Collection entries:
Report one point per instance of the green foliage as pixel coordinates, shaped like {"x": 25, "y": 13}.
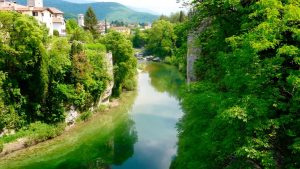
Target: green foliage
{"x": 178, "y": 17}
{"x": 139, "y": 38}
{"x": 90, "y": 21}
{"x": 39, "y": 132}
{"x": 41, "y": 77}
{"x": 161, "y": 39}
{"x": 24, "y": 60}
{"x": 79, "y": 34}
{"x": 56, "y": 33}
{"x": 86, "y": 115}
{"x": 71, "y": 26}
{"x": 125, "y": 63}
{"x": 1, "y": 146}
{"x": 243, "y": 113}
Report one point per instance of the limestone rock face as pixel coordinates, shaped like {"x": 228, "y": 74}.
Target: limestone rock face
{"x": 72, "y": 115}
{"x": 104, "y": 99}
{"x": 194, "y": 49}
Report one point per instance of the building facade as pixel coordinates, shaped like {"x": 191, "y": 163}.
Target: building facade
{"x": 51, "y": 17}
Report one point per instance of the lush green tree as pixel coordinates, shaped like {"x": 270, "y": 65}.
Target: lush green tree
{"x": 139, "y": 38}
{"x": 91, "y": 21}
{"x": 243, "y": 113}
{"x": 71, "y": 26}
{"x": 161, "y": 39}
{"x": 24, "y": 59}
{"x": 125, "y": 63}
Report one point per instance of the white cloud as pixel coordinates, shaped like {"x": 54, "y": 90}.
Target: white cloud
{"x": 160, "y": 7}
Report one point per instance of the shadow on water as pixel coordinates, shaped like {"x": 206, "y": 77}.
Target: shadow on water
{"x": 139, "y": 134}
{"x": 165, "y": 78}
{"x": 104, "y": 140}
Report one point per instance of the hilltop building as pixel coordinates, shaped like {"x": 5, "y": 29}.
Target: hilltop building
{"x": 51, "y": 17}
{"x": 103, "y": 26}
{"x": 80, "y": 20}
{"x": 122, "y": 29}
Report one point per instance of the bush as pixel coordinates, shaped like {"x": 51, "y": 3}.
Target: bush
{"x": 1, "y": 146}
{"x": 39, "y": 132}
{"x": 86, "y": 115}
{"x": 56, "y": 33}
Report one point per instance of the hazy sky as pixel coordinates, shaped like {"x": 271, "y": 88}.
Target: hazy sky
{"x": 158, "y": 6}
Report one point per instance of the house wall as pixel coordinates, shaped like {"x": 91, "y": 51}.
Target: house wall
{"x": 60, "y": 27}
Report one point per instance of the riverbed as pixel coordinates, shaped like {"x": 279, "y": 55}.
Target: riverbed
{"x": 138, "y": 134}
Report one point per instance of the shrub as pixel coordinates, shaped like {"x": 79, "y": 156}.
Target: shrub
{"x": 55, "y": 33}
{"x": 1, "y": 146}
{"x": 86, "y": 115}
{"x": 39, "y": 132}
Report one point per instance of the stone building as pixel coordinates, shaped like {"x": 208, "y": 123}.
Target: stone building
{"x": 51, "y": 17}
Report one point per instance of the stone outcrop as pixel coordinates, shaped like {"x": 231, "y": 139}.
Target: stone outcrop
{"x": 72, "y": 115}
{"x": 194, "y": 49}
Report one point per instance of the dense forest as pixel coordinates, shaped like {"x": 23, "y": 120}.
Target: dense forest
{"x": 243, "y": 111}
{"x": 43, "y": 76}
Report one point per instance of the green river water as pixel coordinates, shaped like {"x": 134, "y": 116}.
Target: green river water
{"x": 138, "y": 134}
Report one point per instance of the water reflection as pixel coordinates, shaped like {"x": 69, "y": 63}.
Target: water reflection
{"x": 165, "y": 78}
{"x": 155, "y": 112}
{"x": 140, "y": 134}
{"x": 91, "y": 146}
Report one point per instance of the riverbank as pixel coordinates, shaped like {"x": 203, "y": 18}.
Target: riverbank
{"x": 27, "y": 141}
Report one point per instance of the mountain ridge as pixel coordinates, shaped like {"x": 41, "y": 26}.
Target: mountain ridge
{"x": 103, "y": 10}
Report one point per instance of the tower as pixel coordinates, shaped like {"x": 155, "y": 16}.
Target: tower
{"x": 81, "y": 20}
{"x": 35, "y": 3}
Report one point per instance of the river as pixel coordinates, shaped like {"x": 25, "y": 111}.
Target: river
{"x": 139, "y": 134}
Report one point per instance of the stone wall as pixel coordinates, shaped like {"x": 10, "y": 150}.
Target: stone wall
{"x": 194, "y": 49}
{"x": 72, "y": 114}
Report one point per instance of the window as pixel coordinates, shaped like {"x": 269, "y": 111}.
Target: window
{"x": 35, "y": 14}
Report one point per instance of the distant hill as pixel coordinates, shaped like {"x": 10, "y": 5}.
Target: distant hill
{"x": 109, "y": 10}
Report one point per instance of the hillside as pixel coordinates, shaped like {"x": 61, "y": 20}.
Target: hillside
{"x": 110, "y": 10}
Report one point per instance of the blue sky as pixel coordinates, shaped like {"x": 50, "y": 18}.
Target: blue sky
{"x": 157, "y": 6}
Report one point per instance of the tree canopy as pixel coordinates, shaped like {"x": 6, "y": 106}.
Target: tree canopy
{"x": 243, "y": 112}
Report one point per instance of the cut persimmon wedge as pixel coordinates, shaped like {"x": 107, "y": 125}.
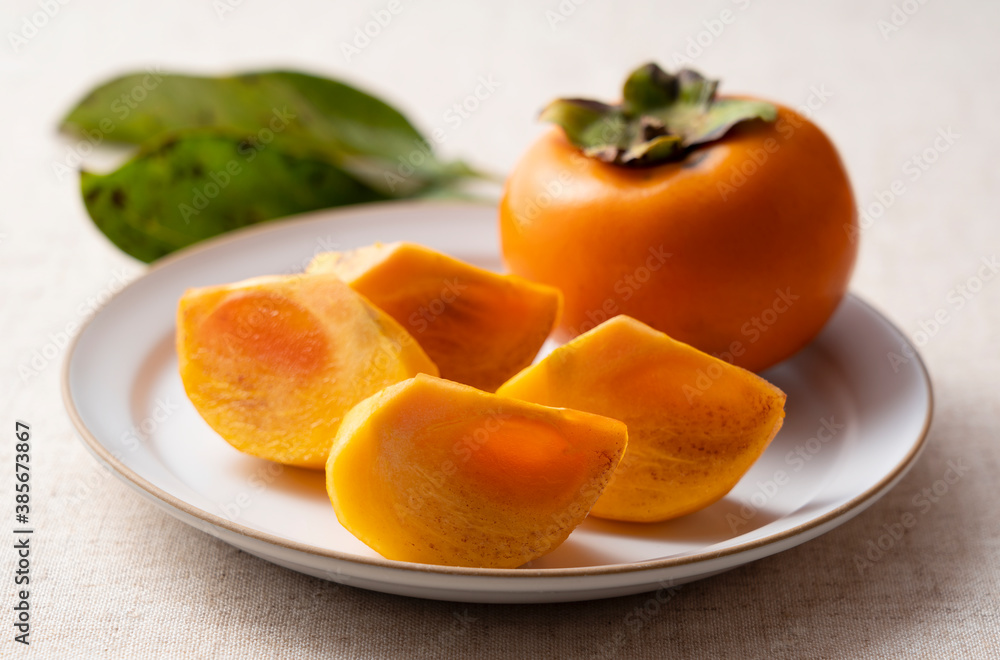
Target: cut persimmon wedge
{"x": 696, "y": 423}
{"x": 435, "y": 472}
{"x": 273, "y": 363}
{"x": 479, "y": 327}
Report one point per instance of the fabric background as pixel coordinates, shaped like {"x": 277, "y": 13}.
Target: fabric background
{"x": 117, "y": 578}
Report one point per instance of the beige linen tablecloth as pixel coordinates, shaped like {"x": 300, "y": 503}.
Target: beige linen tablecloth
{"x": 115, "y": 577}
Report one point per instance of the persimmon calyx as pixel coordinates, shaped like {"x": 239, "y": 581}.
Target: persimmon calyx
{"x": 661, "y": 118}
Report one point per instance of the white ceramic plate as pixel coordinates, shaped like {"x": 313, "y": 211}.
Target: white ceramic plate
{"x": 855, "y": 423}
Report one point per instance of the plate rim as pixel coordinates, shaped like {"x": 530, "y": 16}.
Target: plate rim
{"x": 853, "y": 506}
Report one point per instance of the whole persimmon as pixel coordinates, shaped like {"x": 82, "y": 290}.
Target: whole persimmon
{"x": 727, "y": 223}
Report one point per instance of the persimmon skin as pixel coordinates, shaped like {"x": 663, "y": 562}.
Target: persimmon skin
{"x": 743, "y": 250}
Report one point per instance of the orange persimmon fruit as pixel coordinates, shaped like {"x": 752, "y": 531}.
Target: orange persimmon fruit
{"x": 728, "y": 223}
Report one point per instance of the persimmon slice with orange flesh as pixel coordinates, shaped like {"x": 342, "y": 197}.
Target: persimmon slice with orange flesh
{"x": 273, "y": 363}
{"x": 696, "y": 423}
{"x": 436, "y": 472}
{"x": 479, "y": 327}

• **EXERCISE DIRECTIONS**
The records above should be reproduced exactly, with no pictures included.

• **TASK RESPONSE**
Report one point per instance of the green foliage as pixel coordinates, shaped like {"x": 25, "y": 13}.
Target: green foliage
{"x": 178, "y": 17}
{"x": 139, "y": 38}
{"x": 90, "y": 21}
{"x": 39, "y": 132}
{"x": 41, "y": 77}
{"x": 161, "y": 39}
{"x": 24, "y": 60}
{"x": 79, "y": 34}
{"x": 56, "y": 33}
{"x": 86, "y": 115}
{"x": 71, "y": 26}
{"x": 125, "y": 63}
{"x": 1, "y": 146}
{"x": 243, "y": 113}
Report one point per instance of the limestone rock face as pixel coordinates, shaped like {"x": 228, "y": 74}.
Target: limestone rock face
{"x": 72, "y": 115}
{"x": 104, "y": 99}
{"x": 194, "y": 49}
Report one point per instance of the building facade as pixel coordinates, shaped like {"x": 191, "y": 163}.
Target: building facade
{"x": 51, "y": 17}
Report one point per instance of the lush green tree as pixel coordinates, shaped like {"x": 270, "y": 65}.
Target: lush green tree
{"x": 139, "y": 38}
{"x": 91, "y": 21}
{"x": 243, "y": 113}
{"x": 71, "y": 26}
{"x": 161, "y": 39}
{"x": 24, "y": 59}
{"x": 125, "y": 63}
Report one point per instance of the white cloud as pixel coordinates, shaped like {"x": 54, "y": 90}.
Target: white cloud
{"x": 160, "y": 7}
Report one point per instance of the shadow on water as pixel coordinates, shaped like {"x": 206, "y": 77}.
Target: shadow on water
{"x": 139, "y": 134}
{"x": 165, "y": 78}
{"x": 104, "y": 140}
Report one point per instance of the hilltop building as pixel coordinates, shaped like {"x": 5, "y": 29}.
Target: hilltop building
{"x": 51, "y": 17}
{"x": 103, "y": 26}
{"x": 80, "y": 20}
{"x": 122, "y": 29}
Report one point per instance of the bush as pixel coordinates, shaped like {"x": 51, "y": 3}.
Target: bush
{"x": 1, "y": 146}
{"x": 39, "y": 132}
{"x": 86, "y": 115}
{"x": 56, "y": 33}
Report one point per instance of the hazy sky as pixel coordinates, shaped like {"x": 271, "y": 88}.
Target: hazy sky
{"x": 158, "y": 6}
Report one point per instance of the house wall as pixel coordinates, shaped like {"x": 91, "y": 51}.
Target: house wall
{"x": 60, "y": 27}
Report one point per instance of the riverbed as pixel coordinates, shaped like {"x": 279, "y": 55}.
Target: riverbed
{"x": 138, "y": 134}
Report one point per instance of the shrub as pixel coordinates, shaped like {"x": 79, "y": 156}.
Target: shrub
{"x": 55, "y": 33}
{"x": 1, "y": 146}
{"x": 86, "y": 115}
{"x": 39, "y": 132}
Report one point per instance of the stone building as pixel coordinates, shaped like {"x": 208, "y": 123}.
Target: stone building
{"x": 51, "y": 17}
Report one point per instance of the stone outcrop as pixel coordinates, shaped like {"x": 231, "y": 139}.
Target: stone outcrop
{"x": 72, "y": 115}
{"x": 194, "y": 49}
Report one point per instance of the dense forest as pixel coordinates, shaped like {"x": 23, "y": 120}.
Target: dense forest
{"x": 243, "y": 111}
{"x": 43, "y": 76}
Report one point per instance of the green river water as pixel coordinates, shaped like {"x": 134, "y": 116}.
Target: green river water
{"x": 138, "y": 134}
Report one point per instance of the water reflection as pixel coordinates, shaped like {"x": 69, "y": 63}.
Target: water reflection
{"x": 165, "y": 78}
{"x": 155, "y": 112}
{"x": 140, "y": 134}
{"x": 91, "y": 146}
Report one point per instance of the riverbank as pixel coordinates, shaped like {"x": 203, "y": 18}.
Target: riverbank
{"x": 27, "y": 141}
Report one point per instance of the mountain ridge as pixel coordinates, shaped like {"x": 41, "y": 26}.
Target: mountain ridge
{"x": 103, "y": 10}
Report one point per instance of the tower as pixel coordinates, shaped like {"x": 155, "y": 16}.
Target: tower
{"x": 81, "y": 20}
{"x": 35, "y": 3}
Report one point per instance of the river as pixel coordinates, shaped like {"x": 25, "y": 111}.
Target: river
{"x": 139, "y": 134}
Report one point per instance of the stone wall as pixel coordinates, shaped like {"x": 10, "y": 150}.
Target: stone wall
{"x": 194, "y": 49}
{"x": 72, "y": 114}
Report one point per instance of the window as pixel coordinates, shaped like {"x": 269, "y": 111}.
Target: window
{"x": 35, "y": 14}
Report one point per instance of the distant hill as pixel coordinates, shaped like {"x": 10, "y": 5}.
Target: distant hill
{"x": 109, "y": 10}
Report one point per instance of the hillside as pixel coordinates, shaped like {"x": 61, "y": 20}.
Target: hillside
{"x": 110, "y": 10}
Report one point per instance of the blue sky as pixel coordinates, shaped like {"x": 50, "y": 18}.
Target: blue sky
{"x": 157, "y": 6}
Report one point per instance of the tree canopy as pixel coordinates, shaped like {"x": 6, "y": 106}.
Target: tree canopy
{"x": 243, "y": 112}
Report one point per instance of the cut persimmon wedge as pixel coordinates, shaped like {"x": 107, "y": 125}.
Target: cut persimmon wedge
{"x": 696, "y": 423}
{"x": 435, "y": 472}
{"x": 273, "y": 363}
{"x": 479, "y": 327}
Report one point per instance of the fabric background as pixel coordinates, shaped like {"x": 277, "y": 13}.
Target: fabric background
{"x": 117, "y": 578}
Report one point per instance of the beige linen tablecloth as pixel coordinates, shaped like {"x": 300, "y": 503}.
Target: beige linen tablecloth
{"x": 115, "y": 577}
Report one point per instance of the persimmon calyx as pixel coordinates, shaped like {"x": 239, "y": 581}.
Target: persimmon calyx
{"x": 661, "y": 118}
Report one point per instance of the white ceramic plate as pixel coordinates, shaped like {"x": 313, "y": 211}.
Target: white ceramic plate
{"x": 855, "y": 423}
Report one point per instance of the plate rim as pixel coordinates, shaped like {"x": 530, "y": 16}.
Target: plate rim
{"x": 853, "y": 506}
Report one point per instance of the whole persimmon as pixel coordinates, shaped like {"x": 82, "y": 290}.
Target: whole persimmon
{"x": 727, "y": 223}
Report one point per instance of the persimmon skin as pixel coordinates, shaped like {"x": 663, "y": 562}.
Target: persimmon skin
{"x": 743, "y": 250}
Report one point per instance of the orange persimmon fruit as pixel coordinates, shaped like {"x": 752, "y": 531}.
Target: orange persimmon fruit
{"x": 728, "y": 223}
Report one point per instance of the persimmon slice with orange flesh as pixel coordinates, shaped like {"x": 342, "y": 197}.
Target: persimmon slice with orange flesh
{"x": 273, "y": 363}
{"x": 696, "y": 423}
{"x": 436, "y": 472}
{"x": 479, "y": 327}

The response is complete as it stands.